Prompt:
A faithful copy of every entry, with the pictures removed, is what is needed here.

>>>

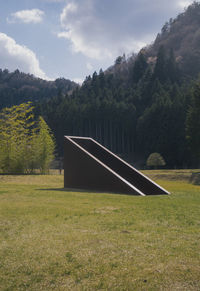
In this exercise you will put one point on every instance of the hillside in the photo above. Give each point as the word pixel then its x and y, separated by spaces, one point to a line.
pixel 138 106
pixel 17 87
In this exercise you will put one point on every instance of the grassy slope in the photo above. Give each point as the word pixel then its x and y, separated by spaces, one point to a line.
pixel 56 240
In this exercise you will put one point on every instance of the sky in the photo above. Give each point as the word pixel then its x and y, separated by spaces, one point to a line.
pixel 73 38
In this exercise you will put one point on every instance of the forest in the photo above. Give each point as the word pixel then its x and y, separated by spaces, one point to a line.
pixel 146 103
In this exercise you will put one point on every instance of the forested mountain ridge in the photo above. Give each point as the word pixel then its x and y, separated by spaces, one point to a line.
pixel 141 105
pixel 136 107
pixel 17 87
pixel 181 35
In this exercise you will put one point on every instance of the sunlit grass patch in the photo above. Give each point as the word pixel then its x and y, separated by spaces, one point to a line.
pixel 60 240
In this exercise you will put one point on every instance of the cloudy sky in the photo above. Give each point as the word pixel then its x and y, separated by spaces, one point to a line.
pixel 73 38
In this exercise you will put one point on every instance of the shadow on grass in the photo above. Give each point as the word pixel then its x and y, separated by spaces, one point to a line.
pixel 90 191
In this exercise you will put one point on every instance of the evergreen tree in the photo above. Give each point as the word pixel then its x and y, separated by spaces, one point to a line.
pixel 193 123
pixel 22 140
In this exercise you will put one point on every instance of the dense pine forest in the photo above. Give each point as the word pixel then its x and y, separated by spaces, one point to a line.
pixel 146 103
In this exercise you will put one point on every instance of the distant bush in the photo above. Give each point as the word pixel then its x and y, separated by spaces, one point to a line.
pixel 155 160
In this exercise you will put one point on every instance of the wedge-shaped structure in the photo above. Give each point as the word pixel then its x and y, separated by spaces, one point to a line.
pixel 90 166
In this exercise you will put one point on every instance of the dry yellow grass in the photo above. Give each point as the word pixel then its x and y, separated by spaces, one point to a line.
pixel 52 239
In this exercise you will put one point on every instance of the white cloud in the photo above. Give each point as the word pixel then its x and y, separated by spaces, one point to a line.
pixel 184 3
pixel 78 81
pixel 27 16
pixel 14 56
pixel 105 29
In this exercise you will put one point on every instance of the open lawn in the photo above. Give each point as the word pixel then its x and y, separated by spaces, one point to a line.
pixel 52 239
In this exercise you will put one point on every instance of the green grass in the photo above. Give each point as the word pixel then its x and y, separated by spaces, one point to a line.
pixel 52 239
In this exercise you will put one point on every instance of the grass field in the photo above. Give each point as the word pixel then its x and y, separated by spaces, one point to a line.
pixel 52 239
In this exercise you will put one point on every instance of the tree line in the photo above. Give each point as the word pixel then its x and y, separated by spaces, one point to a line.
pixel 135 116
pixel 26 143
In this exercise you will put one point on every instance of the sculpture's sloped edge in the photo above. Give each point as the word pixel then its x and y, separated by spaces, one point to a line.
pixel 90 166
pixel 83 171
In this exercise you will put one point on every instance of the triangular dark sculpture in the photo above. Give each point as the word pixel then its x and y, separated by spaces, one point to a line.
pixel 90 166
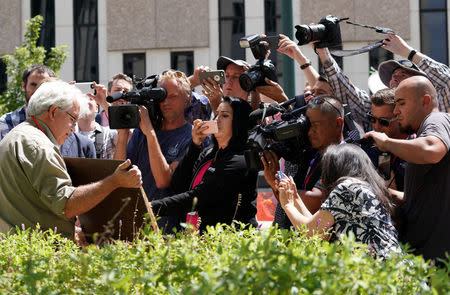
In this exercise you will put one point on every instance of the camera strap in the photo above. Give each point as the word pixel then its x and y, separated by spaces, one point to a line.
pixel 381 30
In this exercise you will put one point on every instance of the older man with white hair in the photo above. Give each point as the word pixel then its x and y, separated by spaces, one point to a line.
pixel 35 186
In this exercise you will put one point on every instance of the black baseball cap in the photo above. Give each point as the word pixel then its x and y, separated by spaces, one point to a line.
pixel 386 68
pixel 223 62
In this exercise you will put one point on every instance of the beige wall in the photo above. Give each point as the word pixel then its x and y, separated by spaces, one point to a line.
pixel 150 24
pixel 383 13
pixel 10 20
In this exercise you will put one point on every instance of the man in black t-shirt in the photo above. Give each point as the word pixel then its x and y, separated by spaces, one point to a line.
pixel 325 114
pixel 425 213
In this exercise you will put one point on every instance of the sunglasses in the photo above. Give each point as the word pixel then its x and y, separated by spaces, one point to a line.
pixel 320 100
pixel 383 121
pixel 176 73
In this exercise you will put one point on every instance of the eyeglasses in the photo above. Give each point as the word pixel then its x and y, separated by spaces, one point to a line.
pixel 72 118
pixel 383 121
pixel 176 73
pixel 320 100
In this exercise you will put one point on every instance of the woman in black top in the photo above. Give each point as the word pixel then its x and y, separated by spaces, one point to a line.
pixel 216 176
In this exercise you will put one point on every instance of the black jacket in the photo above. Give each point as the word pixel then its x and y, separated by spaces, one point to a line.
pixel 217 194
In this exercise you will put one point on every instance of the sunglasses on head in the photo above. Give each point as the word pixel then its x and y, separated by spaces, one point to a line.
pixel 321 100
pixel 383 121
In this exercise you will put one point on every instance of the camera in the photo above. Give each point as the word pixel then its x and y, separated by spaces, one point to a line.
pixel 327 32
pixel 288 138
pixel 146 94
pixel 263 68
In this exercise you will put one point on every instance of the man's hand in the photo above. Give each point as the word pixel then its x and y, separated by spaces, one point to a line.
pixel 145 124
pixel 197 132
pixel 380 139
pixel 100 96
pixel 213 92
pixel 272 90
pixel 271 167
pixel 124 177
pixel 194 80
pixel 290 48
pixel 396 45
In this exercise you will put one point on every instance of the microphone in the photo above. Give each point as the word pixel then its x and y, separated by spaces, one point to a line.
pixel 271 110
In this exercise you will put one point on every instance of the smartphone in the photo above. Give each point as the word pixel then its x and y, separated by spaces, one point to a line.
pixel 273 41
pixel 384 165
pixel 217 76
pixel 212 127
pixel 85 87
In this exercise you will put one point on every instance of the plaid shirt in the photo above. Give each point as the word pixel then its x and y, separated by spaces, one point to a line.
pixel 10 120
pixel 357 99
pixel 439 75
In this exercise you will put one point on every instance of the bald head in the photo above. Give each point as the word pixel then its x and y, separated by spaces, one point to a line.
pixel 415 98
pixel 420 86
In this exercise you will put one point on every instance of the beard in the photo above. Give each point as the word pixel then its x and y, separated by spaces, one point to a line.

<<<

Exercise solution:
In this exercise you will put one point on every instance of the hillside in the photo above. Give each point as the word pixel then its x and y, separated by spaces, one point to a line.
pixel 138 106
pixel 17 87
In this exercise you will put one point on every instance of the grassy slope in the photo above. Give each point as the word pixel then its x and y, separated by spaces, one point to a line.
pixel 56 240
In this exercise you will put one point on every instance of the sky in the photo above. Give each point as the word pixel then its x and y, separated by spaces, one point to a line.
pixel 73 38
In this exercise you will put one point on every instance of the forest in the photo above. Give each point as the word pixel then its x and y, separated by spaces, one point to a line.
pixel 146 103
In this exercise you will put one point on every instance of the forested mountain ridge in the photo above. Give each point as the word pixel then its x and y, separated by spaces, one point to a line.
pixel 141 105
pixel 136 107
pixel 17 87
pixel 181 35
In this exercise you will put one point on every instance of the sunlit grass patch in the photo above. Give each point as the word pixel then its x and y, separated by spaces, one point to a line.
pixel 60 240
In this exercise you will put one point on every instance of the cloudy sky in the photo above. Give each point as the word pixel then its x and y, separated by spaces, one point to a line.
pixel 73 38
In this exercise you will put one point on every instance of the shadow on grass in the photo above. Give each point as the word pixel then its x and y, separated by spaces, one point to a line.
pixel 90 191
In this exercise you will put one point on every instance of the evergreen tree in the photo above. Give each point as the word pixel then its x and y, separated by spaces, one point to a line.
pixel 193 123
pixel 22 140
In this exercise you will put one point on every instance of the dense pine forest in the photo above. Give each point as the word pixel then its x and y, separated by spaces, one point to a line.
pixel 146 103
In this exercise you will put one point on every instance of the distant bush in the photo above. Give each point as the word pixel then its x and y, separated by spaces, one point to a line.
pixel 155 160
In this exercise you will put one point on every instance of the wedge-shaped structure in the photo above. Give each point as the word pixel then its x and y, separated by spaces, one point to a line.
pixel 90 166
In this exercise you will put one point on every instance of the dry yellow grass in the photo above. Give each point as the word pixel then its x and y, separated by spaces, one point to a line.
pixel 52 239
In this exercise you will put one point on every instance of the white cloud in the photo above. Give each point as the word pixel then its x and y, separated by spaces, one point to a line.
pixel 184 3
pixel 78 81
pixel 27 16
pixel 14 56
pixel 105 29
In this exercise you will put one point on every instance of the open lawn in the photo above. Give each point as the word pixel then its x and y, separated by spaces, one point to a line.
pixel 52 239
In this exercise you will put one point on every instance of the green grass in the photo above. Give each point as the word pixel then its x and y, separated by spaces, one point to a line.
pixel 52 239
In this exercise you will put one point on every instance of the grass field in the photo above. Give each point as the word pixel then its x and y, separated by spaces, one point to a line.
pixel 52 239
In this exercise you will put one point on every instance of the tree line in the photo above. Give each point as the word pixel then its x and y, separated by spaces, one point to a line.
pixel 135 116
pixel 26 143
In this exercise you will put one point on every instance of the sculpture's sloped edge in the photo above. Give each point as the word pixel then its x and y, separated by spaces, one point to a line.
pixel 90 166
pixel 83 171
In this exercise you will put one point on every instance of the triangular dark sculpture in the photo above. Give each point as the word pixel then its x and y, separated by spaces, one point to a line.
pixel 90 166
In this exercise you will put one point on every instance of the camera strap in the photo above. Give each point as the word pixel then its x and y, separated by spaces, one point to a line.
pixel 381 30
In this exercise you will put one point on every instance of the older man with white hair in the photo above. Give each point as the word pixel then its x and y, separated by spaces, one point to a line.
pixel 35 186
In this exercise you will put one point on every instance of the black baseball cap in the photo above. Give each point as the word pixel then its x and y, separated by spaces, one point to a line.
pixel 386 68
pixel 223 62
In this exercise you will put one point on every instance of the beige wall in the photo above. Give each point as the word pixel then its x and y, separated by spaces, one point to a line.
pixel 150 24
pixel 383 13
pixel 10 20
In this exercise you will put one point on every instance of the man in black t-shirt in the photo above. Give each point as the word pixel then its x and y, separated by spaces, one point to a line.
pixel 325 114
pixel 425 213
In this exercise you will put one point on every instance of the sunglasses in the photo above. Give each point as the word pixel then its x and y, separated by spaces, one point to a line.
pixel 320 100
pixel 383 121
pixel 176 73
In this exercise you will put one point on every instance of the eyeglasses in the photo above. Give each point as the word pixel then its x and y, separated by spaces, one point to a line.
pixel 72 118
pixel 383 121
pixel 176 73
pixel 320 100
In this exercise you will put one point on every instance of the woman in black top in the photo above. Give each point as the word pixel then its x and y, separated by spaces, one point to a line.
pixel 216 176
In this exercise you will put one point on every instance of the black jacket in the photo above. Give each point as the word pixel then its x and y, separated by spaces, one point to a line.
pixel 217 194
In this exercise you will put one point on every instance of the sunglasses on head in the photo above. Give each point as the word pixel then its x and y, separated by spaces, one point to a line.
pixel 321 100
pixel 383 121
In this exercise you will put one point on every instance of the camera in the photo above. Give each point as the word pixel then its x and y, separated by spaces, one point to a line.
pixel 327 32
pixel 288 138
pixel 146 94
pixel 263 68
In this exercise you will put one point on every instance of the man's hand in the photo above. Give each point as the word pixel then its x and y, separated by spaces, one point to a line.
pixel 145 124
pixel 197 132
pixel 380 139
pixel 100 96
pixel 213 92
pixel 272 90
pixel 271 167
pixel 124 177
pixel 194 80
pixel 290 48
pixel 396 45
In this exercise you will put one point on every instance of the microphone in the photo above. Give each point as the word pixel then its x and y, separated by spaces, one point to a line.
pixel 271 110
In this exercise you will put one point on every instance of the smartphone in the photo above. Give each point as the word pixel then its x and y, separated by spaces, one point to a line.
pixel 273 41
pixel 384 165
pixel 217 76
pixel 212 127
pixel 85 87
In this exercise you will put one point on every instance of the plaid shirt in the photo above. Give each point as the word pixel then its x and y, separated by spaces, one point to a line.
pixel 10 120
pixel 357 99
pixel 439 75
In this exercise you will put one point on every instance of the bald head in the photo above. Give each point as the word pixel then its x and y, separated by spaces, one point to a line.
pixel 415 98
pixel 420 86
In this exercise you will put one point on every instance of the beard in the photo above. Give each point as the word pixel then its x and y, separated by spaces, one point to a line.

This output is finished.